Stated goal — Print exactly, and only, the lines running from the line containing "The component shall locate the blazer" through the end of the records below.

**** Material for this task

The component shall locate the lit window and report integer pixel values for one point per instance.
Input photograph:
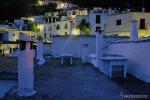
(98, 20)
(118, 22)
(142, 24)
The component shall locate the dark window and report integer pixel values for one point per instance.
(142, 23)
(74, 12)
(98, 20)
(25, 21)
(118, 22)
(98, 28)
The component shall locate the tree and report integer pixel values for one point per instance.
(33, 27)
(84, 27)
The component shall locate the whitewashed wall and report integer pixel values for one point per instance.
(138, 55)
(47, 49)
(74, 45)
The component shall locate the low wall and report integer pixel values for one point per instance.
(138, 55)
(74, 45)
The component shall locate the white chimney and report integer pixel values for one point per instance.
(39, 52)
(99, 48)
(25, 67)
(134, 30)
(143, 9)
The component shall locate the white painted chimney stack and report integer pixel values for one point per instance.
(25, 67)
(39, 51)
(99, 48)
(134, 30)
(143, 9)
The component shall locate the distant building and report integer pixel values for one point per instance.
(120, 24)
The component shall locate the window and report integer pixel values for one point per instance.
(74, 12)
(98, 28)
(98, 20)
(118, 22)
(66, 26)
(142, 24)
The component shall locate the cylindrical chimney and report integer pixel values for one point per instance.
(134, 30)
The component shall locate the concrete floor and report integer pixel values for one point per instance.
(79, 82)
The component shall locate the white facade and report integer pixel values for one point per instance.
(120, 24)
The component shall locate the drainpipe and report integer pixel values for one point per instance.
(99, 48)
(134, 30)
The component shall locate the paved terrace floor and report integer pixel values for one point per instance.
(78, 82)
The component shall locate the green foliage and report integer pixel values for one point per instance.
(57, 27)
(33, 27)
(66, 26)
(84, 27)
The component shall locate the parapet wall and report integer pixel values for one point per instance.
(138, 55)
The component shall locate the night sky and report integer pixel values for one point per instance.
(11, 9)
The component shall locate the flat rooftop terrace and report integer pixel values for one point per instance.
(54, 81)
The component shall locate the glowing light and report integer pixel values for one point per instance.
(41, 27)
(31, 19)
(76, 31)
(40, 3)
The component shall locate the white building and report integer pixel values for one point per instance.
(120, 24)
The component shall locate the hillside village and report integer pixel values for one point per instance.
(113, 41)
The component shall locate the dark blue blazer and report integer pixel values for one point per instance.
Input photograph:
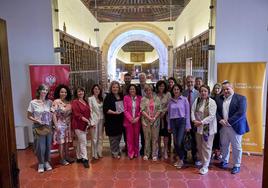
(237, 113)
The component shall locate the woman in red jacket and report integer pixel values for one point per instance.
(132, 113)
(80, 124)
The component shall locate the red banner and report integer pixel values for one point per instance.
(50, 75)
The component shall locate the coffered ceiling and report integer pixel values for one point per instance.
(135, 10)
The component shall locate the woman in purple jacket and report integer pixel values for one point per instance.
(178, 120)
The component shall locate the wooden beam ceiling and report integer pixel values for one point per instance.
(137, 46)
(135, 10)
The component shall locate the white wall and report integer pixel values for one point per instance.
(107, 27)
(30, 41)
(149, 56)
(241, 30)
(242, 33)
(79, 21)
(193, 21)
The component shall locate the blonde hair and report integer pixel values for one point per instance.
(148, 86)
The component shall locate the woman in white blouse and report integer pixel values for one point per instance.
(39, 113)
(203, 114)
(96, 121)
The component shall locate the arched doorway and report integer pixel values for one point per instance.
(150, 28)
(137, 35)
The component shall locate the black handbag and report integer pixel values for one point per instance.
(187, 141)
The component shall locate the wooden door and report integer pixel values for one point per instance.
(8, 157)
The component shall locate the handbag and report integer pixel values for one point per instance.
(42, 130)
(187, 141)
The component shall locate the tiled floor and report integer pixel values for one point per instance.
(125, 173)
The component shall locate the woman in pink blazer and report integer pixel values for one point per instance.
(132, 113)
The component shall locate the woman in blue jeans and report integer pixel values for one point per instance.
(178, 120)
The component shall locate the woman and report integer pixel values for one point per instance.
(96, 121)
(216, 92)
(113, 113)
(39, 113)
(203, 115)
(151, 110)
(171, 82)
(132, 115)
(62, 109)
(178, 121)
(164, 96)
(80, 124)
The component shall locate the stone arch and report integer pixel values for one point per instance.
(126, 29)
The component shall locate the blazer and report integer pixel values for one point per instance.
(210, 119)
(79, 110)
(237, 113)
(128, 109)
(113, 123)
(96, 110)
(194, 95)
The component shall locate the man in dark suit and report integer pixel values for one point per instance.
(231, 114)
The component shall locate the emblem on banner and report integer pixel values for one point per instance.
(50, 80)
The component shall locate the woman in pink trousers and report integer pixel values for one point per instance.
(132, 113)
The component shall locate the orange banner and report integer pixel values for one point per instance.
(248, 80)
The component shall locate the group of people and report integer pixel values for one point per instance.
(214, 120)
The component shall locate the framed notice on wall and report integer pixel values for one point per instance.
(189, 66)
(137, 56)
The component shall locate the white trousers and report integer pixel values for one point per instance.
(204, 148)
(81, 148)
(228, 136)
(97, 139)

********

Correct result —
The component shall locate the blazer and report integer pixel values for one point per instance.
(210, 119)
(79, 110)
(237, 113)
(128, 109)
(113, 123)
(96, 110)
(194, 95)
The component shall locate the man in dark suit and report integer pixel values for one point per instance.
(231, 114)
The component shall locate the emblem on banner and report integer pixel values for one point per instance.
(50, 80)
The component shall locate the woman in pink trousers and report integer pixel values for one point per instance.
(132, 113)
The component shall locate the orange banner and report integer pixel values for one point per instance.
(248, 80)
The component shall locate the group of people and report integer pixel values for one point per instance.
(214, 120)
The component shall locate the framed notice on wall and report integer pixel values for one point per instance.
(189, 66)
(137, 56)
The component shall locate the white trousers and report integer pixel values for one point per instance.
(204, 148)
(81, 148)
(228, 136)
(97, 139)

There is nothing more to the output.